Written by Tony Hirst

November 19, 2012 at 11:43 am

Posted in Anything you want

Tagged with

Interactive Scenarios With Shiny – The Race to the F1 2012 Drivers’ Championship

leave a comment »

In Paths to the F1 2012 Championship Based on How They Might Finish in the US Grand Prix I posted a quick hack to calculate the finishing positions that would determine the F1 2012 Drivers’ Championship in today’s United States Grand Prix, leaving a tease dangling around the possibility of working out what combinations would lead to a VET or ALO victory if the championship isn’t decided today. So in the hour before the race started, I began to doodle a quick’n'dirty interactive app that would let me keep track of what the championship scenarios would be for the Brazil race given the lap by lap placement of VET and ALO during the US Grand Prix. Given the prep I’d done in the aforementioned post, this meant figuring out how to code up a similar algorithm in R, and then working out how to make it interactive…

But before I show you how I did it, here’s the scenario for Brazil given how the US race finished:

So how was this quick hack app done…?

Trying out the new Shiny interactive stats app builder from the RStudio folk has been on my to do list for some time. It didn’t take long to realise that an interactive race scenario builder would provide an ideal context for trying it out. There are essentially two (with a minor middle third) steps to a Shiny model:

  1. work out the points difference between VET and ALO for all their possible points combinations in the US Grand Prix;
  2. calculate the points difference going into the Brazilian Grand Prix;
  3. calculate the possible outcomes depending on placements in the Brazilian Grand Prix (essentially, an application of the algorithm I did in the original post).

The Shiny app requires two bits of code – a UI in file ui.R, in which I define two sliders that allow me to set the actual (or anticpated, or possible;-) race classifications in the US for Vettel and Alonso:

library(shiny)

shinyUI(pageWithSidebar(
  
  # Application title
  headerPanel("F1 Driver Championship Scenarios"),
  
  # Sidebar with a slider input for number of observations
  sidebarPanel(
    sliderInput("alo", 
                "ALO race pos in United States Grand Prix:", 
                min = 1, 
                max = 11, 
                value = 1),
    sliderInput("vet", 
                "VET race pos in United States Grand Prix:", 
                min = 1, 
                max = 11, 
                value = 2)
  ),
  
  # Show a plot of the generated model
  mainPanel(
    plotOutput("distPlot")
  )
))

And some logic, in file server.R (original had errors; hopefully now bugfixed…) – the original “Paths to the Championship” unpicks elements of the algorithm in a little more detail, but basically I figure out the points difference between VET and ALO based on the points difference at the start of the race and the additional points difference arising from the posited finishing positions for the US race, and then generate a matrix that works out the difference in points awarded for each possible combination of finishes in Brazil:

library(shiny)

▶ _WRITTEN EXERCISE A_: Reproduce the part of the F1 scenarios post between "1. work out" and "the original post).", inclusive.
The F1 scenarios post and the records are unrelated material.

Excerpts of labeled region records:
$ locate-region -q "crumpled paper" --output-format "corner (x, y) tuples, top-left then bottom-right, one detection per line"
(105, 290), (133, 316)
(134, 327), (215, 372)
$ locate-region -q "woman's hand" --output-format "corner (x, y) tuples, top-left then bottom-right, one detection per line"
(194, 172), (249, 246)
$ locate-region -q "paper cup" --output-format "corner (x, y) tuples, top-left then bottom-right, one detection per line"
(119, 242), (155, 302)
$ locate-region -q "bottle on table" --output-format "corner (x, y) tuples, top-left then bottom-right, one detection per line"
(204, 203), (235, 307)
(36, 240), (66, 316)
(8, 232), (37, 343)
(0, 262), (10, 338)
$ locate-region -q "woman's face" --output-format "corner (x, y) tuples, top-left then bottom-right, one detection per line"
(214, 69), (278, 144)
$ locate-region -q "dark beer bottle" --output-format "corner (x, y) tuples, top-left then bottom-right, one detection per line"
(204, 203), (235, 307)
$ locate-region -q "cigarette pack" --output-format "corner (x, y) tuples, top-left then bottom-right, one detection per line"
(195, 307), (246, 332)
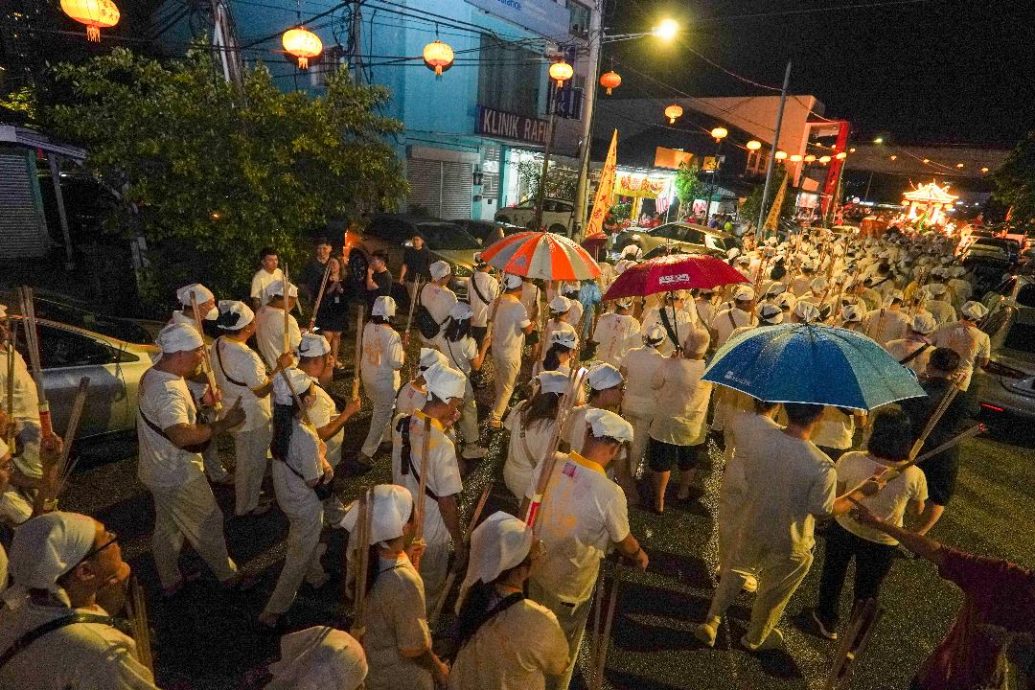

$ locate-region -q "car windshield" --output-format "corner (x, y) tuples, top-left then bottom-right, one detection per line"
(417, 222), (481, 250)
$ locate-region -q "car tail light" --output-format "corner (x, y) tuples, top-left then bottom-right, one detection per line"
(984, 362), (1025, 379)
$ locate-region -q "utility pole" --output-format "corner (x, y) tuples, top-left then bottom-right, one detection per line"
(570, 0), (603, 242)
(755, 60), (791, 238)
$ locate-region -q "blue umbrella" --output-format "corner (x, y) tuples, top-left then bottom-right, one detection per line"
(704, 324), (926, 410)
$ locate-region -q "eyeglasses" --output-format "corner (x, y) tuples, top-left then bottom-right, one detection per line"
(83, 532), (119, 561)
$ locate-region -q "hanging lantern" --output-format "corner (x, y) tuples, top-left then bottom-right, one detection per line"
(424, 38), (453, 77)
(61, 0), (121, 42)
(282, 27), (323, 69)
(600, 69), (622, 96)
(550, 58), (575, 89)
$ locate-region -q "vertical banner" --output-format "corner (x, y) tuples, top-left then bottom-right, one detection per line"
(583, 129), (618, 238)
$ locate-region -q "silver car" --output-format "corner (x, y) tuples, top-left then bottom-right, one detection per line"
(971, 275), (1035, 421)
(10, 316), (158, 439)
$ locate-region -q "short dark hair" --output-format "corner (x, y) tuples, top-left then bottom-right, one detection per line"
(866, 406), (913, 460)
(783, 402), (823, 426)
(927, 348), (959, 372)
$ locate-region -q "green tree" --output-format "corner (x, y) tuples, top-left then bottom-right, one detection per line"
(994, 131), (1035, 223)
(39, 49), (408, 304)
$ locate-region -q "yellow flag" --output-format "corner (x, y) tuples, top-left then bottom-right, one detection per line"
(583, 129), (618, 237)
(763, 175), (788, 230)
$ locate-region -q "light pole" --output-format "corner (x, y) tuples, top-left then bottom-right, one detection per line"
(571, 16), (679, 235)
(532, 58), (574, 231)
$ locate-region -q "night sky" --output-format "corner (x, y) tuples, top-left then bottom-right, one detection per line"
(602, 0), (1035, 148)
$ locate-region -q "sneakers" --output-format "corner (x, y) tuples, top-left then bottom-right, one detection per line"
(740, 628), (783, 652)
(693, 619), (719, 647)
(812, 608), (837, 639)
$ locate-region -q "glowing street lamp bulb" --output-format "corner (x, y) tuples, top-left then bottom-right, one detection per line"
(651, 19), (679, 40)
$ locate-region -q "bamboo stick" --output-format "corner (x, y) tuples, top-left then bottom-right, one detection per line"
(427, 483), (493, 629)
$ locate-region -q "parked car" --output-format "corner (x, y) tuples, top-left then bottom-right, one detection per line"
(349, 214), (481, 303)
(10, 314), (158, 439)
(494, 198), (574, 235)
(615, 222), (740, 259)
(971, 275), (1035, 421)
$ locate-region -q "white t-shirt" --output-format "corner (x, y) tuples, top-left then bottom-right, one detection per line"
(211, 337), (273, 433)
(835, 451), (927, 546)
(137, 368), (205, 488)
(256, 305), (302, 368)
(391, 411), (464, 545)
(932, 321), (992, 391)
(249, 268), (284, 306)
(467, 271), (500, 328)
(741, 429), (837, 553)
(493, 295), (532, 360)
(593, 311), (641, 367)
(526, 453), (629, 604)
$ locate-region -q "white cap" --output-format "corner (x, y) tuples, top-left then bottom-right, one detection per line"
(733, 286), (755, 302)
(273, 367), (313, 404)
(449, 302), (474, 321)
(9, 511), (97, 598)
(371, 295), (395, 319)
(794, 300), (820, 324)
(586, 408), (632, 443)
(341, 484), (413, 550)
(266, 280), (298, 297)
(550, 295), (571, 313)
(586, 363), (625, 390)
(154, 324), (205, 355)
(550, 322), (579, 350)
(841, 304), (862, 321)
(644, 325), (664, 346)
(420, 348), (449, 370)
(298, 333), (330, 357)
(910, 311), (938, 335)
(456, 511), (534, 608)
(216, 300), (256, 331)
(266, 626), (367, 690)
(424, 364), (467, 400)
(536, 371), (568, 395)
(428, 261), (452, 280)
(959, 300), (988, 321)
(755, 302), (783, 326)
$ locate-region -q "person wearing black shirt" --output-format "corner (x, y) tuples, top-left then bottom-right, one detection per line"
(899, 348), (973, 535)
(366, 250), (392, 313)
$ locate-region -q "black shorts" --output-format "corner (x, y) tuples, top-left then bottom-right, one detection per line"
(918, 449), (959, 506)
(647, 439), (708, 472)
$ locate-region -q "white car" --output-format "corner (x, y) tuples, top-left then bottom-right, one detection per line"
(494, 198), (574, 235)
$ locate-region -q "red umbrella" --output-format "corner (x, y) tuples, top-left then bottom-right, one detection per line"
(603, 254), (748, 300)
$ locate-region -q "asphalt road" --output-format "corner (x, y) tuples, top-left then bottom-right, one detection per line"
(64, 351), (1035, 690)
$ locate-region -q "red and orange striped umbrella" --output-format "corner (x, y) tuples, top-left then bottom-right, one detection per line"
(481, 231), (600, 280)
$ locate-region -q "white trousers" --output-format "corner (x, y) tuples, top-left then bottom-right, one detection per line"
(362, 376), (395, 457)
(234, 425), (273, 515)
(149, 476), (237, 589)
(263, 494), (324, 616)
(490, 351), (521, 421)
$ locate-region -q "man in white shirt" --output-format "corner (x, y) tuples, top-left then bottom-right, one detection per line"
(256, 280), (302, 368)
(489, 274), (534, 429)
(391, 364), (467, 614)
(137, 324), (250, 596)
(249, 247), (284, 311)
(526, 409), (649, 689)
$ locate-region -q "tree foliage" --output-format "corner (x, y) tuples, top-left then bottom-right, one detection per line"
(40, 49), (408, 303)
(995, 131), (1035, 223)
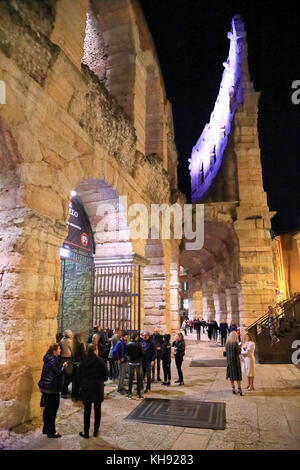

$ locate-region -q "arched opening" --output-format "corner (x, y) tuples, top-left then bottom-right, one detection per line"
(144, 232), (166, 330)
(58, 179), (142, 337)
(57, 192), (95, 337)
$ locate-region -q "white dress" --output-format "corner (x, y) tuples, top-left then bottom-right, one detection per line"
(241, 341), (255, 377)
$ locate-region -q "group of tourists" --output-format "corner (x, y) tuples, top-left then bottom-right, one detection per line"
(181, 318), (241, 346)
(224, 331), (255, 396)
(39, 326), (185, 438)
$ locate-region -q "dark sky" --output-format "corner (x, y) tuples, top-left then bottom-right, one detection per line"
(140, 0), (300, 232)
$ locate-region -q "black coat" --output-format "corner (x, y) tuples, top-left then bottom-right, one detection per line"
(226, 343), (242, 381)
(38, 354), (64, 393)
(161, 341), (171, 364)
(151, 333), (163, 359)
(125, 341), (144, 363)
(78, 354), (108, 403)
(172, 341), (185, 360)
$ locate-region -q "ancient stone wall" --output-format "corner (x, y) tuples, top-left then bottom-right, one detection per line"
(0, 0), (180, 428)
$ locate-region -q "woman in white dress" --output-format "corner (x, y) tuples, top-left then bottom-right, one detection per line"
(241, 333), (255, 391)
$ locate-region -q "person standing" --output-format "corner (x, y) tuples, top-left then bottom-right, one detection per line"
(72, 333), (86, 400)
(38, 343), (68, 439)
(108, 328), (121, 381)
(172, 333), (185, 385)
(241, 333), (255, 391)
(226, 331), (243, 396)
(141, 331), (155, 393)
(194, 318), (201, 341)
(229, 320), (237, 333)
(126, 333), (144, 398)
(219, 318), (229, 346)
(151, 328), (163, 382)
(206, 320), (213, 341)
(78, 344), (108, 439)
(161, 334), (171, 387)
(113, 330), (128, 395)
(59, 330), (74, 396)
(212, 320), (219, 342)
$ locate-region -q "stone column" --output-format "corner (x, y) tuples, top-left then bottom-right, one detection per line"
(225, 286), (240, 325)
(202, 281), (216, 321)
(213, 290), (227, 325)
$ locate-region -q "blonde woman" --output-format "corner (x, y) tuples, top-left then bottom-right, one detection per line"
(225, 331), (243, 396)
(241, 333), (255, 391)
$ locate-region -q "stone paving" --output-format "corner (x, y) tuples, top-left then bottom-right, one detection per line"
(0, 334), (300, 450)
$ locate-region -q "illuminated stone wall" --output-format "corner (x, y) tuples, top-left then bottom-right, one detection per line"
(0, 0), (180, 428)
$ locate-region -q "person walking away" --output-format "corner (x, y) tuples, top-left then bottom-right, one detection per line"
(161, 334), (171, 387)
(219, 318), (229, 346)
(141, 331), (155, 393)
(241, 333), (255, 391)
(59, 330), (74, 396)
(226, 331), (243, 396)
(229, 320), (237, 333)
(108, 328), (121, 381)
(194, 318), (201, 341)
(72, 333), (86, 400)
(38, 343), (68, 439)
(172, 333), (185, 385)
(78, 344), (108, 439)
(212, 320), (219, 342)
(151, 328), (163, 382)
(126, 333), (144, 398)
(113, 330), (128, 395)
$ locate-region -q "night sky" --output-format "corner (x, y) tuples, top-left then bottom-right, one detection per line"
(140, 0), (300, 233)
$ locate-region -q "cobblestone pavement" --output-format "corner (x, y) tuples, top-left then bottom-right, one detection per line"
(0, 334), (300, 450)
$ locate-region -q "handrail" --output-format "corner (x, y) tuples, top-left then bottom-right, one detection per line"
(247, 296), (300, 331)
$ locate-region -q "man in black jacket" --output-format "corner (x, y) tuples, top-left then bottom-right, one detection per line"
(151, 328), (163, 382)
(194, 318), (201, 341)
(126, 333), (144, 398)
(141, 331), (155, 393)
(219, 319), (229, 346)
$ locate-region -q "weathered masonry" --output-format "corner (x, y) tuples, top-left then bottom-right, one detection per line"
(0, 0), (179, 428)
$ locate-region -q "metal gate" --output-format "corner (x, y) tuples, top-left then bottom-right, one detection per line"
(92, 264), (141, 331)
(57, 247), (94, 336)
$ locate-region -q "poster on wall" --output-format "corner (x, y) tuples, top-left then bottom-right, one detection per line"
(64, 197), (93, 254)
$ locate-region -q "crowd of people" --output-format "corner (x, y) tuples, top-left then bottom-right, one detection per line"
(39, 326), (185, 438)
(181, 318), (241, 346)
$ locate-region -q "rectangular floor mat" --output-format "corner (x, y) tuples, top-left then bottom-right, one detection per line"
(125, 398), (226, 430)
(190, 359), (227, 367)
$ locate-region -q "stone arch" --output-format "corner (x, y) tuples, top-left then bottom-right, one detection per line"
(143, 230), (166, 330)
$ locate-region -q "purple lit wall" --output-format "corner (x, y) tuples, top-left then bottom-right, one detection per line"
(189, 15), (246, 203)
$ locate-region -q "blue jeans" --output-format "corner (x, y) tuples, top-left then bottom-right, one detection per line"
(118, 362), (127, 392)
(142, 362), (151, 390)
(128, 363), (143, 395)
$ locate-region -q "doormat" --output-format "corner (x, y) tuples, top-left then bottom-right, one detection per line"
(190, 359), (227, 367)
(125, 398), (226, 430)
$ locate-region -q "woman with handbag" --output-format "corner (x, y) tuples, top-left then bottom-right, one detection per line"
(38, 343), (68, 439)
(172, 333), (185, 385)
(226, 331), (243, 396)
(241, 333), (255, 391)
(72, 333), (86, 400)
(59, 330), (74, 397)
(78, 344), (108, 439)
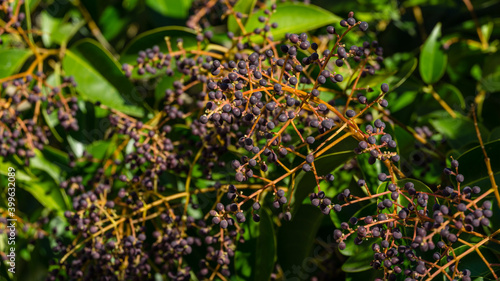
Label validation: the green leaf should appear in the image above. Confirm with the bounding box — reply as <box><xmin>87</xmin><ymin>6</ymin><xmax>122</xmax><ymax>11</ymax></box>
<box><xmin>384</xmin><ymin>179</ymin><xmax>439</xmax><ymax>209</ymax></box>
<box><xmin>63</xmin><ymin>39</ymin><xmax>144</xmax><ymax>117</ymax></box>
<box><xmin>420</xmin><ymin>23</ymin><xmax>448</xmax><ymax>84</ymax></box>
<box><xmin>146</xmin><ymin>0</ymin><xmax>193</xmax><ymax>19</ymax></box>
<box><xmin>278</xmin><ymin>205</ymin><xmax>325</xmax><ymax>272</ymax></box>
<box><xmin>40</xmin><ymin>11</ymin><xmax>74</xmax><ymax>47</ymax></box>
<box><xmin>436</xmin><ymin>83</ymin><xmax>465</xmax><ymax>110</ymax></box>
<box><xmin>245</xmin><ymin>2</ymin><xmax>341</xmax><ymax>43</ymax></box>
<box><xmin>293</xmin><ymin>150</ymin><xmax>354</xmax><ymax>214</ymax></box>
<box><xmin>227</xmin><ymin>0</ymin><xmax>257</xmax><ymax>35</ymax></box>
<box><xmin>457</xmin><ymin>140</ymin><xmax>500</xmax><ymax>189</ymax></box>
<box><xmin>429</xmin><ymin>117</ymin><xmax>488</xmax><ymax>149</ymax></box>
<box><xmin>388</xmin><ymin>58</ymin><xmax>418</xmax><ymax>91</ymax></box>
<box><xmin>342</xmin><ymin>247</ymin><xmax>373</xmax><ymax>272</ymax></box>
<box><xmin>30</xmin><ymin>150</ymin><xmax>61</xmax><ymax>184</ymax></box>
<box><xmin>99</xmin><ymin>6</ymin><xmax>128</xmax><ymax>40</ymax></box>
<box><xmin>120</xmin><ymin>26</ymin><xmax>198</xmax><ymax>64</ymax></box>
<box><xmin>155</xmin><ymin>71</ymin><xmax>182</xmax><ymax>108</ymax></box>
<box><xmin>0</xmin><ymin>49</ymin><xmax>32</xmax><ymax>78</ymax></box>
<box><xmin>18</xmin><ymin>178</ymin><xmax>67</xmax><ymax>215</ymax></box>
<box><xmin>254</xmin><ymin>210</ymin><xmax>276</xmax><ymax>281</ymax></box>
<box><xmin>440</xmin><ymin>245</ymin><xmax>498</xmax><ymax>277</ymax></box>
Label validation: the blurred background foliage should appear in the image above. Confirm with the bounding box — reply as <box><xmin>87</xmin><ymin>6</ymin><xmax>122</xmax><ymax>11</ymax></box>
<box><xmin>0</xmin><ymin>0</ymin><xmax>500</xmax><ymax>280</ymax></box>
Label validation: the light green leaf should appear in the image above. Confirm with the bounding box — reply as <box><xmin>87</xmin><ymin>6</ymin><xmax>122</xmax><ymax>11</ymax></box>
<box><xmin>278</xmin><ymin>205</ymin><xmax>325</xmax><ymax>272</ymax></box>
<box><xmin>429</xmin><ymin>117</ymin><xmax>488</xmax><ymax>149</ymax></box>
<box><xmin>457</xmin><ymin>140</ymin><xmax>500</xmax><ymax>189</ymax></box>
<box><xmin>30</xmin><ymin>150</ymin><xmax>61</xmax><ymax>184</ymax></box>
<box><xmin>146</xmin><ymin>0</ymin><xmax>193</xmax><ymax>19</ymax></box>
<box><xmin>227</xmin><ymin>0</ymin><xmax>257</xmax><ymax>35</ymax></box>
<box><xmin>254</xmin><ymin>210</ymin><xmax>276</xmax><ymax>281</ymax></box>
<box><xmin>18</xmin><ymin>179</ymin><xmax>67</xmax><ymax>215</ymax></box>
<box><xmin>63</xmin><ymin>39</ymin><xmax>143</xmax><ymax>116</ymax></box>
<box><xmin>245</xmin><ymin>2</ymin><xmax>341</xmax><ymax>43</ymax></box>
<box><xmin>0</xmin><ymin>49</ymin><xmax>32</xmax><ymax>78</ymax></box>
<box><xmin>419</xmin><ymin>23</ymin><xmax>448</xmax><ymax>84</ymax></box>
<box><xmin>120</xmin><ymin>26</ymin><xmax>200</xmax><ymax>78</ymax></box>
<box><xmin>342</xmin><ymin>251</ymin><xmax>373</xmax><ymax>272</ymax></box>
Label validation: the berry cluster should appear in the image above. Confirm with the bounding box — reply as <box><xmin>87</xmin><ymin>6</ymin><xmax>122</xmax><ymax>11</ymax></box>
<box><xmin>333</xmin><ymin>160</ymin><xmax>493</xmax><ymax>280</ymax></box>
<box><xmin>0</xmin><ymin>73</ymin><xmax>79</xmax><ymax>165</ymax></box>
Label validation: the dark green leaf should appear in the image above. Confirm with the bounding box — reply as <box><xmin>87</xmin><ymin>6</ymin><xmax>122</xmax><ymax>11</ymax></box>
<box><xmin>30</xmin><ymin>150</ymin><xmax>61</xmax><ymax>184</ymax></box>
<box><xmin>342</xmin><ymin>247</ymin><xmax>373</xmax><ymax>272</ymax></box>
<box><xmin>120</xmin><ymin>26</ymin><xmax>198</xmax><ymax>67</ymax></box>
<box><xmin>457</xmin><ymin>140</ymin><xmax>500</xmax><ymax>190</ymax></box>
<box><xmin>227</xmin><ymin>0</ymin><xmax>257</xmax><ymax>35</ymax></box>
<box><xmin>18</xmin><ymin>178</ymin><xmax>67</xmax><ymax>215</ymax></box>
<box><xmin>420</xmin><ymin>23</ymin><xmax>448</xmax><ymax>84</ymax></box>
<box><xmin>146</xmin><ymin>0</ymin><xmax>193</xmax><ymax>19</ymax></box>
<box><xmin>253</xmin><ymin>210</ymin><xmax>276</xmax><ymax>281</ymax></box>
<box><xmin>429</xmin><ymin>116</ymin><xmax>488</xmax><ymax>149</ymax></box>
<box><xmin>293</xmin><ymin>150</ymin><xmax>354</xmax><ymax>214</ymax></box>
<box><xmin>278</xmin><ymin>205</ymin><xmax>325</xmax><ymax>272</ymax></box>
<box><xmin>63</xmin><ymin>39</ymin><xmax>143</xmax><ymax>116</ymax></box>
<box><xmin>0</xmin><ymin>49</ymin><xmax>32</xmax><ymax>78</ymax></box>
<box><xmin>245</xmin><ymin>2</ymin><xmax>341</xmax><ymax>43</ymax></box>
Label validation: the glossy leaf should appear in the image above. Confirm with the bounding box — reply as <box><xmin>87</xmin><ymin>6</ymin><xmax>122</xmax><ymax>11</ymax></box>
<box><xmin>419</xmin><ymin>23</ymin><xmax>448</xmax><ymax>84</ymax></box>
<box><xmin>40</xmin><ymin>11</ymin><xmax>75</xmax><ymax>47</ymax></box>
<box><xmin>293</xmin><ymin>150</ymin><xmax>354</xmax><ymax>214</ymax></box>
<box><xmin>457</xmin><ymin>140</ymin><xmax>500</xmax><ymax>187</ymax></box>
<box><xmin>146</xmin><ymin>0</ymin><xmax>193</xmax><ymax>19</ymax></box>
<box><xmin>0</xmin><ymin>49</ymin><xmax>32</xmax><ymax>78</ymax></box>
<box><xmin>18</xmin><ymin>176</ymin><xmax>68</xmax><ymax>215</ymax></box>
<box><xmin>245</xmin><ymin>2</ymin><xmax>341</xmax><ymax>43</ymax></box>
<box><xmin>63</xmin><ymin>40</ymin><xmax>144</xmax><ymax>116</ymax></box>
<box><xmin>253</xmin><ymin>210</ymin><xmax>276</xmax><ymax>281</ymax></box>
<box><xmin>30</xmin><ymin>150</ymin><xmax>61</xmax><ymax>184</ymax></box>
<box><xmin>342</xmin><ymin>251</ymin><xmax>373</xmax><ymax>272</ymax></box>
<box><xmin>278</xmin><ymin>205</ymin><xmax>325</xmax><ymax>272</ymax></box>
<box><xmin>120</xmin><ymin>26</ymin><xmax>197</xmax><ymax>64</ymax></box>
<box><xmin>227</xmin><ymin>0</ymin><xmax>257</xmax><ymax>35</ymax></box>
<box><xmin>430</xmin><ymin>117</ymin><xmax>488</xmax><ymax>149</ymax></box>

▶ _WRITTEN EXERCISE B_: Write out the lines of the records from their first line through the line holding "(0, 262), (10, 338)", inclusive.

▶ _CORRECT RESPONSE A_:
1. work out the points difference between VET and ALO for all their possible points combinations in the US Grand Prix;
  2. calculate the points difference going into the Brazilian Grand Prix;
  3. calculate the possible outcomes depending on placements in the Brazilian Grand Prix (essentially, an application of the algorithm I did in the original post).

▶ _CORRECT RESPONSE B_:
$ locate-region -q "crumpled paper" --output-format "corner (x, y) tuples, top-left then bottom-right, one detection per line"
(105, 290), (133, 316)
(134, 327), (215, 372)
$ locate-region -q "woman's hand" --output-format "corner (x, y) tuples, top-left then bottom-right, one detection per line"
(194, 172), (249, 246)
$ locate-region -q "paper cup" --output-format "corner (x, y) tuples, top-left then bottom-right, one detection per line"
(119, 242), (155, 302)
$ locate-region -q "bottle on table" --output-format "corner (x, y) tuples, top-left then bottom-right, one detection per line"
(204, 203), (235, 307)
(36, 240), (66, 316)
(8, 232), (37, 343)
(0, 262), (10, 338)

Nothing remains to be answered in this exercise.